SHORT TASK: Write out all of the records precisely. Skip anything that is a picture.

EXCERPTED DATA:
※
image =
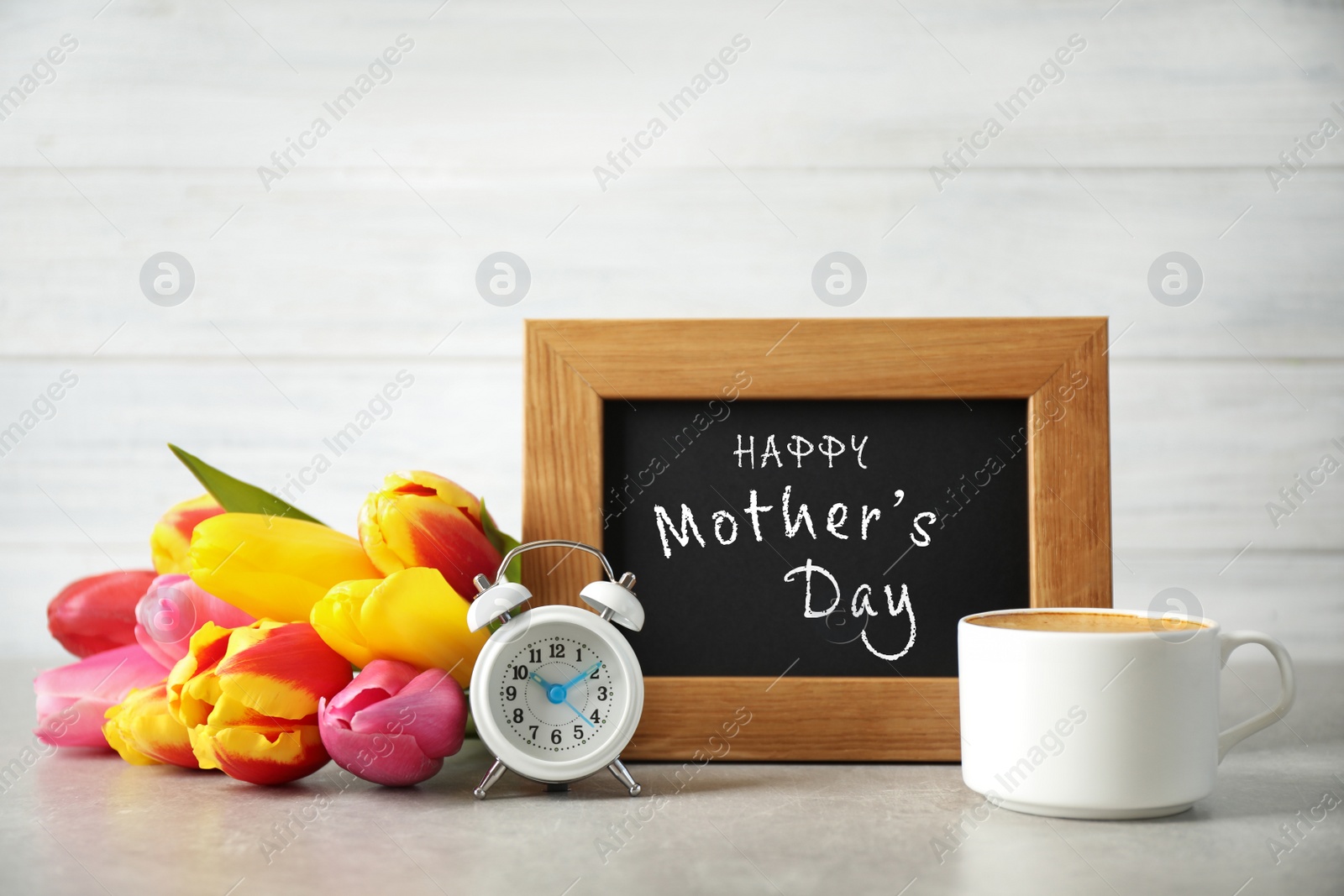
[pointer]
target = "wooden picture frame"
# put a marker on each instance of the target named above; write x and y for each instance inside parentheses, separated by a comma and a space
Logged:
(573, 365)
※
OUTPUT BELOW:
image =
[pointer]
target = "wooden picture frame"
# put a marker on each instance of the target named above; write x and y for each instance inside parentheses, separated by a comma and a space
Logged:
(573, 365)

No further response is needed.